**Assigned task 1**. Write out the part of the bank stress tests article starting with "The stress tests" and going on through "to the tests.".
**Assigned task 2**.
Answer these questions from the bank stress tests article:
(a) What minimum amount of assets makes a bank subject to the tests?
(b) What dividend do the preferred shares under the Capital Assistance Program pay?
(c) What is the latest date by which the federal supervisory agencies will conclude their work?
### Document excerpt
US announces start of 'stress tests' for major banks


Posted at Feb 26 2009 10:10 AM | Updated as of Feb 26 2009 06:10 PM

WASHINGTON - US authorities launched a new phase of their bank rescue plan Wednesday including a requirement for so-called stress tests on the "capital adequacy" of troubled major commercial banks.

The tests are a key element of the bank rescue program announced by the administration of President Barack Obama, which according to some analysts could lead to big government stakes and possibly nationalization.

But Elsa Dargent of the investment firm Natixis said that "this program puts off the eventuality of a large-scale nationalization of US banking institutions."

Banks with assets of at least $100 billion will be subject to the tests, which will be used to determine the need for new capital injections or other government aid under the rescue plan for struggling financial firms, according to a statement from regulators.

The stress tests are a key part of the Obama administration's plan to help rescue banks hammered by losses from the US real estate meltdown and subsequent credit crunch.

Under the Capital Assistance Program, the government may inject new capital in the form of preferred shares that pay a nine percent dividend and can be converted to common stock.

The plan "is designed to give banks the incentive to replace (government) provided capital with private capital or to redeem the (government) capital when conditions permit," a Treasury statement said.

Officials said the 19 largest bank holding companies would be subject to the tests.

"The federal supervisory agencies will conclude their work as soon as possible, but no later than the end of April," said a joint statement from the Federal Reserve, Federal Deposit Insurance Corporation, Office of the Comptroller of the Currency and Office of Thrift Supervision.

Some analysts have argued that by converting the preferred shares to common stock, the government would gain large stakes and effectively nationalize key banks that need shoring up. US officials have taken pains to say the program aims to keep the banking system in private shareholder hands.
######
### Information supplied
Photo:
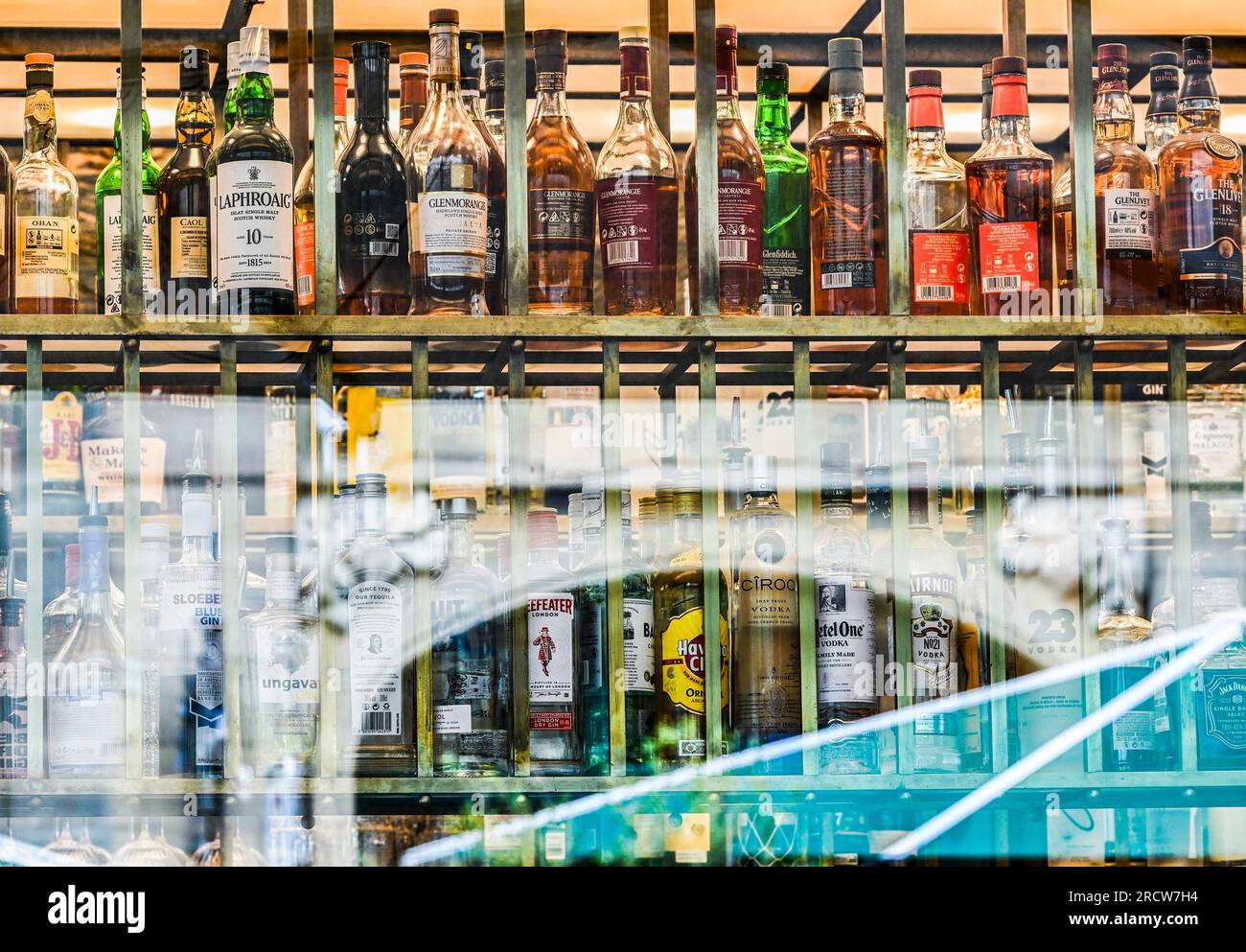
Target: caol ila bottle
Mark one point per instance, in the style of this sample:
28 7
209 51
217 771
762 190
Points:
372 202
252 181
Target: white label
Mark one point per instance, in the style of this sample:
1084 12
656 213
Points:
639 668
253 225
112 265
374 628
845 640
551 637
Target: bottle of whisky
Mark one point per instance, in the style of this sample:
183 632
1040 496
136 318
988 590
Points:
252 181
785 259
636 195
304 196
765 631
848 198
934 196
1125 196
377 729
182 194
472 57
1201 198
561 182
472 658
742 192
44 207
1010 223
373 250
448 182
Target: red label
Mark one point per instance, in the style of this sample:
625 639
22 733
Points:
941 267
1008 257
627 212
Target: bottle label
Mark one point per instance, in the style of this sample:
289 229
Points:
111 250
253 229
104 469
941 267
374 628
46 261
846 648
639 667
1129 224
627 211
561 220
683 662
551 644
1008 257
188 246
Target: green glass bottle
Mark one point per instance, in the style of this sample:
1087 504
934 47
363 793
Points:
785 265
107 222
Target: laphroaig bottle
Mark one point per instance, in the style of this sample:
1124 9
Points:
785 262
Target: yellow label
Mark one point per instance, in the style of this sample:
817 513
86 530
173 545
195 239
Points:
683 661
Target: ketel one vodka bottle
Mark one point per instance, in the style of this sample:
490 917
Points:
472 658
191 622
377 729
86 681
765 631
282 686
555 734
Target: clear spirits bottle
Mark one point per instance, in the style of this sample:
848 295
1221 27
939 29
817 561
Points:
45 198
472 658
86 681
282 685
377 726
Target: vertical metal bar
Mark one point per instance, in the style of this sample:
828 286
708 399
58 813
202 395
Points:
611 458
324 162
519 439
422 473
706 163
893 86
709 456
806 490
131 160
516 162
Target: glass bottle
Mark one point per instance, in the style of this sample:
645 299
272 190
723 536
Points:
283 680
183 196
742 191
448 182
845 605
252 181
107 220
785 262
377 724
636 195
1201 198
304 195
934 197
1010 213
472 658
86 681
45 198
561 181
1125 196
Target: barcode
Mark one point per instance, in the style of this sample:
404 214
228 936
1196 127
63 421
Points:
623 252
1004 282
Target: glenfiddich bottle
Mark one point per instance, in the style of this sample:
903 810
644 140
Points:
107 220
373 250
182 194
252 179
448 177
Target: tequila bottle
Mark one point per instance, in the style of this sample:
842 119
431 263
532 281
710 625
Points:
472 658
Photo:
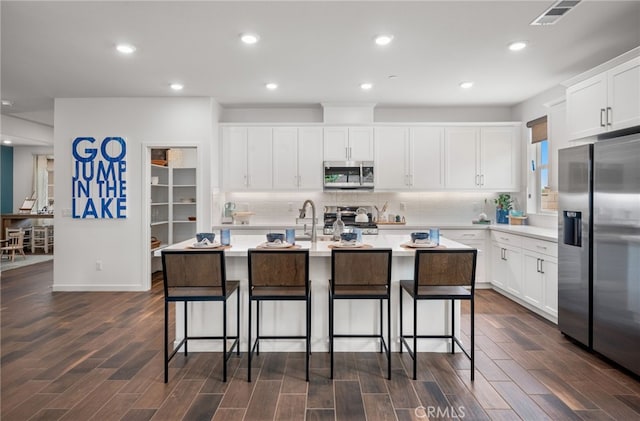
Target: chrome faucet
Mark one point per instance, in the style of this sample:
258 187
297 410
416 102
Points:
313 215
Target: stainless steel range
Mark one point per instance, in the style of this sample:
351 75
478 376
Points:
348 215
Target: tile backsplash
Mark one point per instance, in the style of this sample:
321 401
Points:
417 208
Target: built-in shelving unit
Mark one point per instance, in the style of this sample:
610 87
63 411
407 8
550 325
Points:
173 197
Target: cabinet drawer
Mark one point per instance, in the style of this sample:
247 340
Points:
463 235
504 238
540 246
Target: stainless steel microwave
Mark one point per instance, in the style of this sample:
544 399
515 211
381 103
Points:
348 175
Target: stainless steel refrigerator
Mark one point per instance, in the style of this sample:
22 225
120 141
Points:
599 247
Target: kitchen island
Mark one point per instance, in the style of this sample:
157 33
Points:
350 316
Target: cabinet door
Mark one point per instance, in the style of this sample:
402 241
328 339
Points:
259 158
532 287
498 266
234 164
498 148
514 270
391 145
310 171
426 158
361 144
623 85
336 143
586 107
285 158
550 281
461 158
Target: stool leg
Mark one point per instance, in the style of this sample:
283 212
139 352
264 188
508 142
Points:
389 337
249 344
415 339
166 342
401 334
453 326
331 330
473 324
224 340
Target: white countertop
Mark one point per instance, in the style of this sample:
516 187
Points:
548 234
241 243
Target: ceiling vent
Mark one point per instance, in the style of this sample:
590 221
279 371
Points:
553 14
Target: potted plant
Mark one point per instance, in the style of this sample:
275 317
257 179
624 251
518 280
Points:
504 203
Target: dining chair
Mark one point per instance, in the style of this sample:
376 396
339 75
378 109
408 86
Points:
14 243
361 274
440 275
198 276
278 275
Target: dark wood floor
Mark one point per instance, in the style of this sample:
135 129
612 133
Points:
81 356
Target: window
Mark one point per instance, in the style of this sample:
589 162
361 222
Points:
546 199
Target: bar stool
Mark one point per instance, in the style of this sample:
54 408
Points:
441 275
42 237
362 274
278 275
191 276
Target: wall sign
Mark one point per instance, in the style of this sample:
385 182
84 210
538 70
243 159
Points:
99 186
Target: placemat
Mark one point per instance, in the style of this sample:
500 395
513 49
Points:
209 248
440 247
364 246
262 246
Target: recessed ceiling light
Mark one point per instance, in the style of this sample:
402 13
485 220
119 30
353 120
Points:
126 48
384 39
466 85
249 38
517 46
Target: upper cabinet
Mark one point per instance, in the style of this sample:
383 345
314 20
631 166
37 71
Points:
409 158
272 158
605 102
348 144
297 158
481 158
247 158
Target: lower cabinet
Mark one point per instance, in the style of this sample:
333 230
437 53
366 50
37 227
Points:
527 270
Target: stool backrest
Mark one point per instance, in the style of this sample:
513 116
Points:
278 268
363 267
445 267
187 269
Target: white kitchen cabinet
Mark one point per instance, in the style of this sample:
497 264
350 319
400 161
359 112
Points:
506 263
247 163
540 274
310 171
297 158
605 102
348 144
481 158
412 158
476 239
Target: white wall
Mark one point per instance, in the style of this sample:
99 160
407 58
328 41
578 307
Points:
23 171
119 244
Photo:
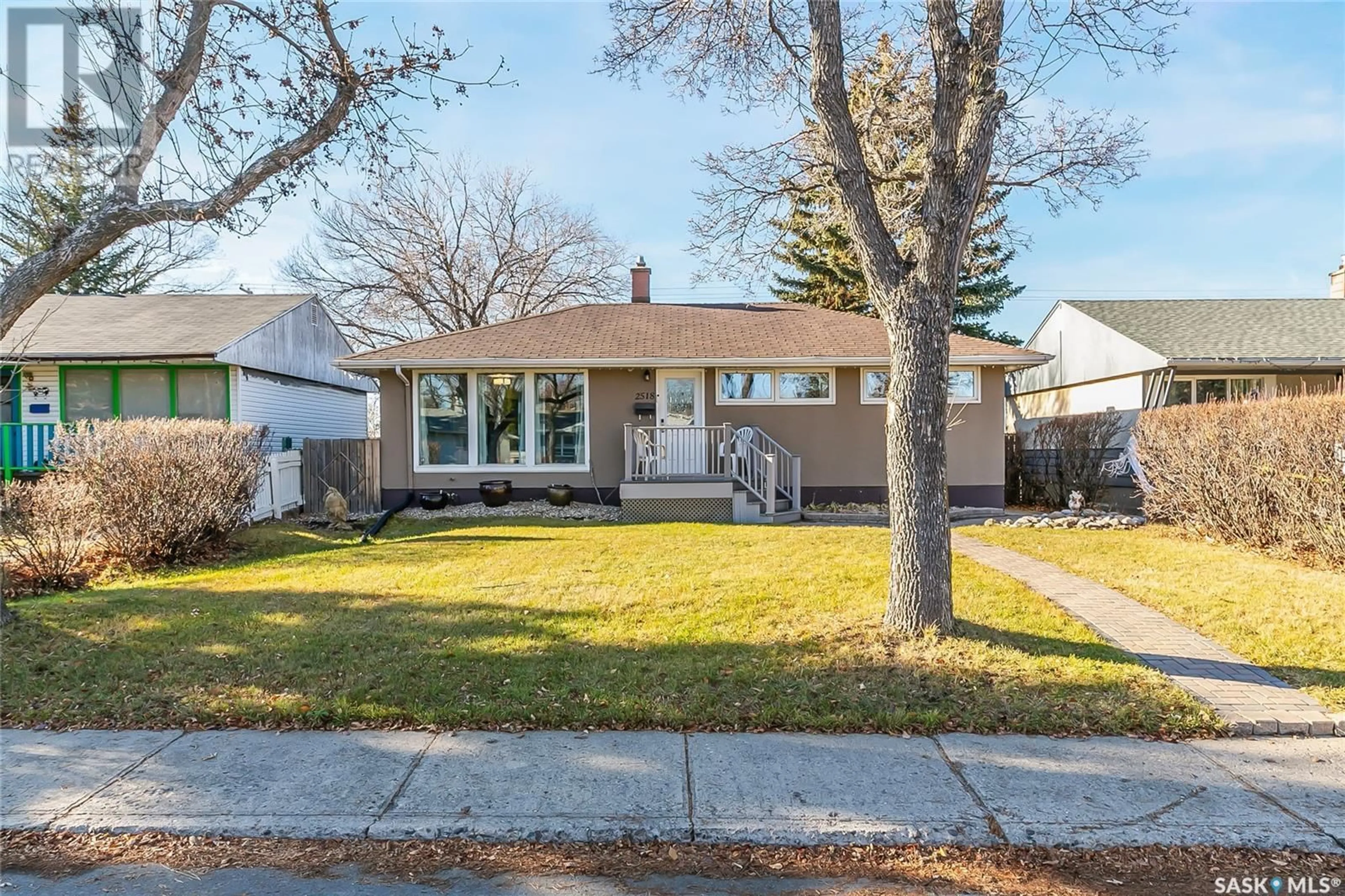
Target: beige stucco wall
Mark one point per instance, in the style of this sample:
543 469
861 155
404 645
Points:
841 444
1121 393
######
**Answer 1**.
The stress tests are a key part of the Obama administration's plan to help rescue banks hammered by losses from the US real estate meltdown and subsequent credit crunch.

Under the Capital Assistance Program, the government may inject new capital in the form of preferred shares that pay a nine percent dividend and can be converted to common stock.

The plan "is designed to give banks the incentive to replace (government) provided capital with private capital or to redeem the (government) capital when conditions permit," a Treasury statement said.

Officials said the 19 largest bank holding companies would be subject to the tests.

**Answer 2**.
(a) At least $100 billion
(b) Nine percent
(c) The end of April